観劇の感想

「出島小宇宙戦争」充実のキャストたちの感想

こんばんは、ヴィスタリアです。

月組「出島小宇宙戦争」のキャストごとの感想です。

例によってヴィスタリアの独断と偏見と偏愛に満ちており、作品の内容に触れています。

1回限りの観劇でしたし、Brillia HALLの3階席で舞台が遥か遠かった上に手すりによる見切れとの戦いのなかでの観劇だったので気がついていないこともありかと思います。

カゲヤス/鳳月杏

花組から月組に戻ってこられたちなつさん
ちなつさん主演の舞台を見るのはこれが初めてです。

ちなつさん男役として最高にかっこよくて、見せ方、存在の仕方に美学があって、主演者としてはもちろんのこと男役としてのすばらしい方であることを実感しました。

芝居よし、歌よし、ダンスよし。個性も存在感もある。
満を辞しての主演であることを思うと胸がいっぱいになりました。

飄々としていてどこか受け身でありながら忘れられない過去の過ちをずっと心に刻んでいるカゲヤス

タキ/海乃美月とのやり取りは甘酸っぱくてときめきましたし、別れ際のシーンもあえてあっさり…なのがこの作品、カゲヤスらしくてよかったです。
(フィナーレのデュエットダンスとのギャップと繋がりがこれまたよいのです。)

タダタカ/光月るうとの芝居が多かったのもうれしく、また見応えがありました。

今回ちなつさんが真ん中に立つ舞台を見て、芸達者な得がたい男役さんだからこそ、もっと複雑な人物、男役の粋を凝縮したような役をぜひ見てみたいです。

提供された一覧
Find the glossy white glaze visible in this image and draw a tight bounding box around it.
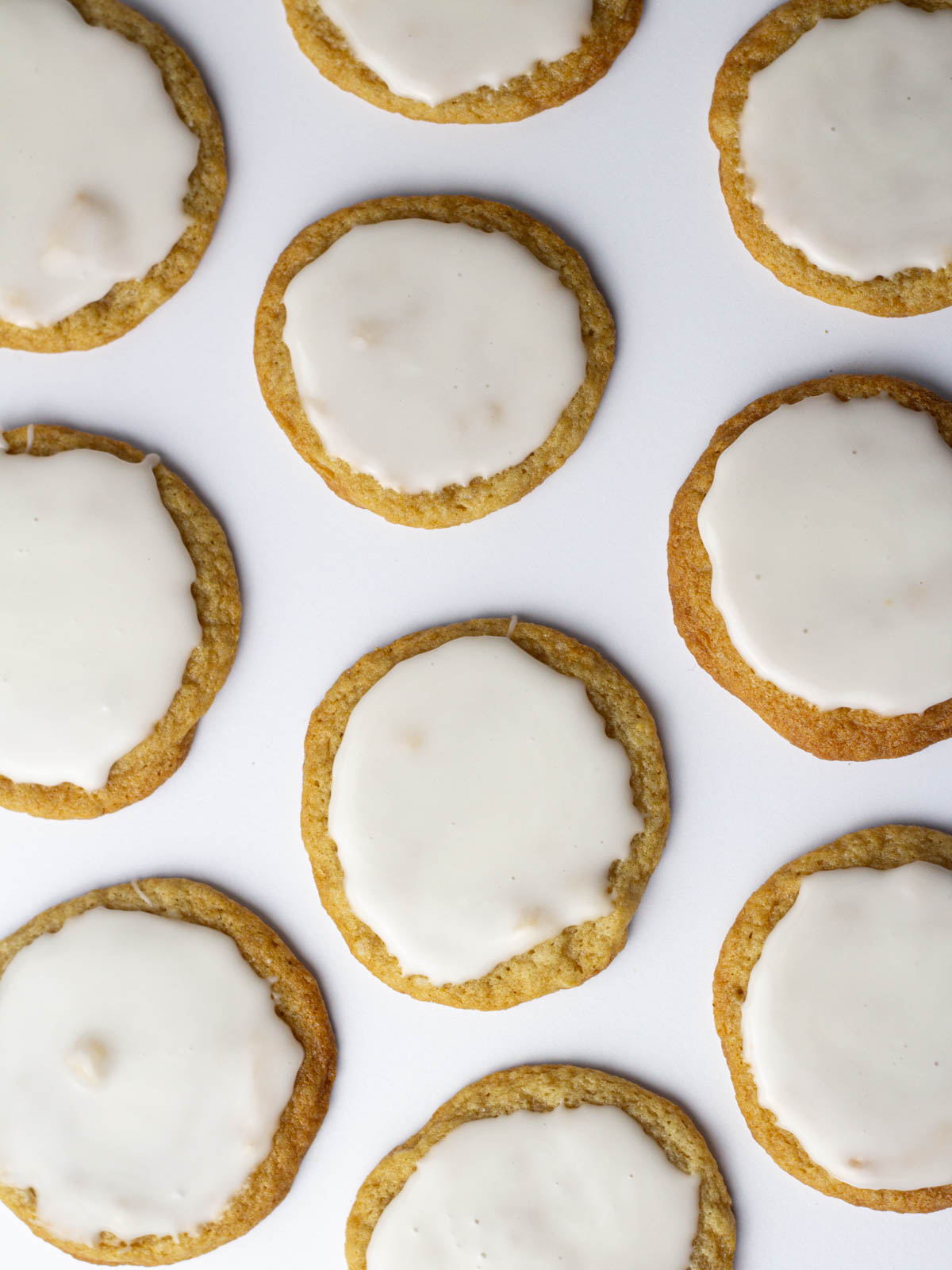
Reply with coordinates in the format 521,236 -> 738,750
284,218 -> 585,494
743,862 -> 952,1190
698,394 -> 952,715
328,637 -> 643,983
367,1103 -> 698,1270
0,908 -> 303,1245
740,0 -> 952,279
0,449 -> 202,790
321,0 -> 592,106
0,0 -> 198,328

* * *

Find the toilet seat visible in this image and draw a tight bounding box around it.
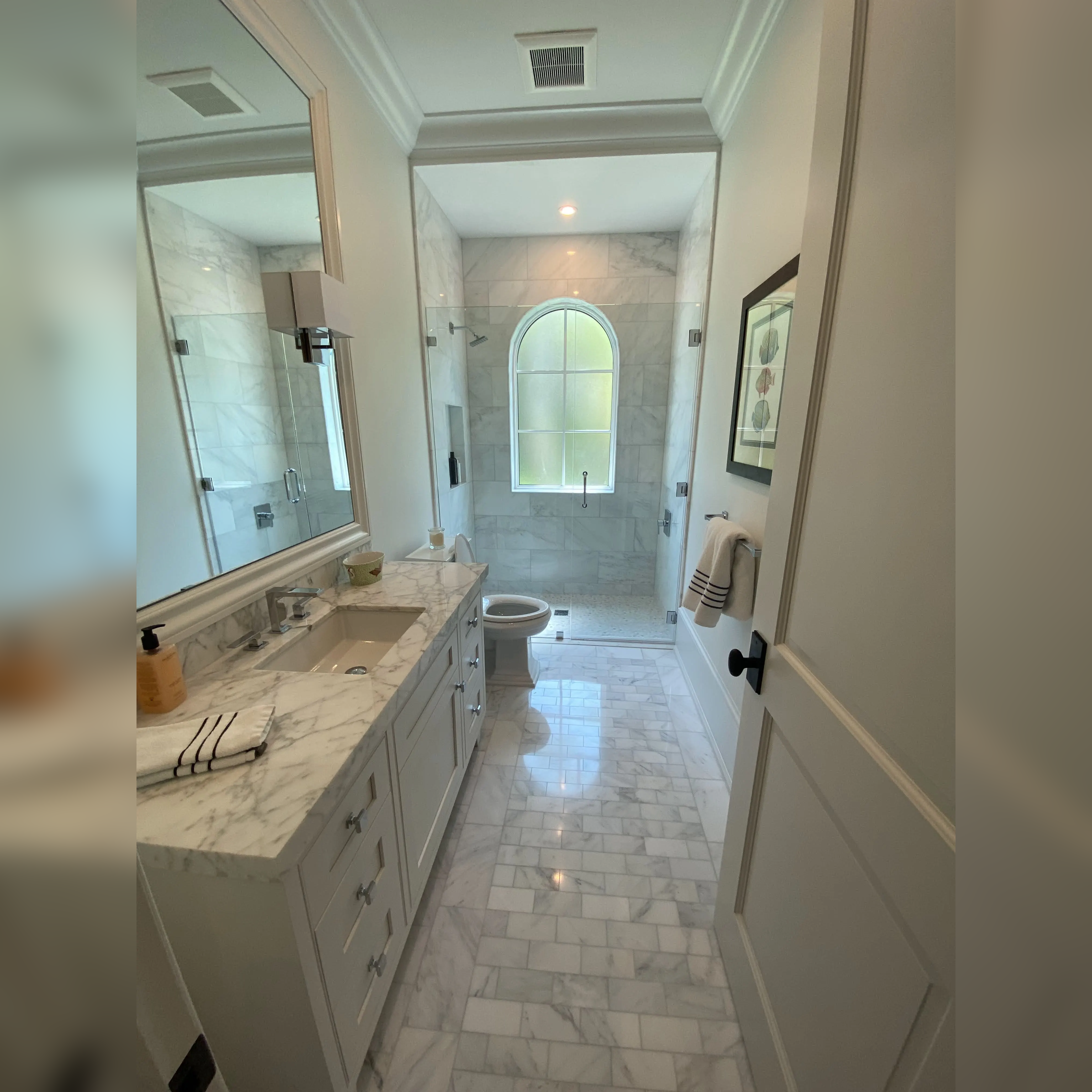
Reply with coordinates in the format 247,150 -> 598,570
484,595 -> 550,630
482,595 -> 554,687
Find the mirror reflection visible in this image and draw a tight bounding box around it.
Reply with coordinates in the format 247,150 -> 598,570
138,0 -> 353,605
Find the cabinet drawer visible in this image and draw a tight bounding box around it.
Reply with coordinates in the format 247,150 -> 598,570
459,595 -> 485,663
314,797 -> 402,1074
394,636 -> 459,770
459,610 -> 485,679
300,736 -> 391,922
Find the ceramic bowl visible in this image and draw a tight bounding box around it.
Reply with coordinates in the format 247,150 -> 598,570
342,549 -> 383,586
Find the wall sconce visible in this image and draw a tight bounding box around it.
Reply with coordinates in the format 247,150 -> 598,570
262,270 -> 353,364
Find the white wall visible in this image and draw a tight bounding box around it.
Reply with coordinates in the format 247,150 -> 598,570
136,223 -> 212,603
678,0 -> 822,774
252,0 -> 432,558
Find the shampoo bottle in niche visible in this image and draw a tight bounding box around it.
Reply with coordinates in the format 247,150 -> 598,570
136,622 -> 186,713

取り組む課題
**A.** 次の (i)〜(iii) の記述がそれぞれ観劇の感想の内容と合っているかを「はい」か「いいえ」で答え、判断の根拠となる観劇の感想の文言をそのまま引用してください。(i) 筆者は鳳月杏の主演舞台を以前にも見たことがある。(ii) 筆者が座ったのはBrillia HALLの3階席だった。(iii) 筆者はこの作品を複数回観劇した。
**B.** 観劇の感想のうち、「飄々としていてどこか受け身で」を含む箇所から書き写し始め、「タダタカ/光月るうとの芝居が多かったのもうれしく、また見応えがありました。」の後で止めて、その範囲を一字一句違えずに写してください。
**C.** 観劇の感想で「役名/演者名」の形で示されている組み合わせを、すべて挙げてください。

課題の解答
**A.**
(i) いいえ:「ちなつさん主演の舞台を見るのはこれが初めてです。」
(ii) はい:「Brillia HALLの3階席で舞台が遥か遠かった」
(iii) いいえ:「1回限りの観劇でしたし」

**B.**
飄々としていてどこか受け身でありながら忘れられない過去の過ちをずっと心に刻んでいるカゲヤス

タキ/海乃美月とのやり取りは甘酸っぱくてときめきましたし、別れ際のシーンもあえてあっさり…なのがこの作品、カゲヤスらしくてよかったです。
(フィナーレのデュエットダンスとのギャップと繋がりがこれまたよいのです。)

タダタカ/光月るうとの芝居が多かったのもうれしく、また見応えがありました。

**C.**
カゲヤス/鳳月杏
タキ/海乃美月
タダタカ/光月るう